◆ **INSTRUCTIONS FOR THE TASK**:
A word-for-word copy of the entries is the only acceptable reply.

(Beginning of SUPPLIED INFORMATION)

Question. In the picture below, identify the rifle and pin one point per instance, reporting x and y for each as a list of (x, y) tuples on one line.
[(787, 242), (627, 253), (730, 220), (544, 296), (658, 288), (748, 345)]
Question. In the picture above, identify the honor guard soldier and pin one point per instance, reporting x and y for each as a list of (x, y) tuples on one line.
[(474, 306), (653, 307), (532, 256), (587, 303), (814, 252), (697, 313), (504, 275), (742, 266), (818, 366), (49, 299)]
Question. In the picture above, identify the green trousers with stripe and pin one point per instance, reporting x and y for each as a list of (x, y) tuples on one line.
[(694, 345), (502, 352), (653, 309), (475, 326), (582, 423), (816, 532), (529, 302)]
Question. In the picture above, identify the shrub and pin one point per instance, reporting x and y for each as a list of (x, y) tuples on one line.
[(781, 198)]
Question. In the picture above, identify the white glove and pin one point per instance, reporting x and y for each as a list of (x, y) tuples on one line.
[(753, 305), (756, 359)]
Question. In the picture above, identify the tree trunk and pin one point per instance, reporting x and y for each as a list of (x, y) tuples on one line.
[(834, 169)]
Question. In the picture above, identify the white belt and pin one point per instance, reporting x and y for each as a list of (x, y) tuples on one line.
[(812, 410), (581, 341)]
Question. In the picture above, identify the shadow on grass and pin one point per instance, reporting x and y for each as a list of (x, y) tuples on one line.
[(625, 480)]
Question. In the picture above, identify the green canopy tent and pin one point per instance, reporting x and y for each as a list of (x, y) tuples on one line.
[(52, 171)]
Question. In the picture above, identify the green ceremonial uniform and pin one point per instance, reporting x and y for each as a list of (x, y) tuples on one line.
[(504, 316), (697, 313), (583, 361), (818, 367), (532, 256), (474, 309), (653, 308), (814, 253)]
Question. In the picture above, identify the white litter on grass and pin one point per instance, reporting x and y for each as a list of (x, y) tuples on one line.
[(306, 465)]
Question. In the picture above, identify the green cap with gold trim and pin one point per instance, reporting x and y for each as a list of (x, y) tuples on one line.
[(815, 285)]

(End of SUPPLIED INFORMATION)

◆ **WRITTEN ANSWER**:
Question. In the picture below, identify the rifle and pin one point per instance, reporting x and y for each as a list of (x, y) tuples on one line.
[(787, 242), (627, 253), (730, 220), (544, 296), (658, 288), (748, 345)]
Question. In the picture above, identify the honor guard soldier and pin one point per instance, reporting x and y for each as a list of (x, y) tuples on one line.
[(474, 306), (653, 307), (532, 256), (587, 303), (814, 252), (697, 313), (504, 275), (742, 266), (818, 366), (49, 299)]
Question. In the picture above, identify the green trousers with stripe and pin one point per instance, reporting x and y for each as a list of (x, y) tuples on one line.
[(694, 345), (502, 352), (653, 309), (475, 326), (582, 423), (816, 532), (529, 302)]
Question. In the picture above, identify the shrub and pin one point per instance, reporting x and y for each as a list of (x, y) tuples on one line.
[(781, 198)]
Question. In the picture above, identify the white glove and pin one point per instance, reporting x and y for each as a list of (x, y) tuples on one line.
[(753, 305), (756, 359)]
Question. In the picture above, identify the tree trunk and pin one point per instance, reporting x and y for each as a list of (x, y) tuples on one line.
[(834, 169)]
Question. In the picture above, identify the white belt and pin one point per instance, reporting x and y for each as a list of (x, y) tuples on one line.
[(812, 410), (581, 341)]
Question. In the picture above, identify the shadow on grass and pin one point per instance, reporting x and y for each as a list of (x, y) tuples on one line.
[(625, 480)]
Question. In the picture above, identify the green canopy tent and pin one point per instance, reporting x and y for each as a list of (x, y) tuples on one line.
[(52, 171)]
Question. In the picture above, identify the green ceremonial uniform and pin one point per instance, reporting x and y for each as a list of (x, y) tuples on one line.
[(504, 316), (697, 313), (583, 361), (818, 367), (532, 256), (474, 309), (653, 308), (814, 253)]
Question. In the picture above, identify the white litter on grass and pin one point per instance, reporting x and y for each as a list of (x, y) tuples on one line.
[(306, 465)]
Question. In the picture above, identify the green cap with gold trim and pin one point per instance, reporting x and y for each as a list of (x, y) tuples on one line.
[(815, 285)]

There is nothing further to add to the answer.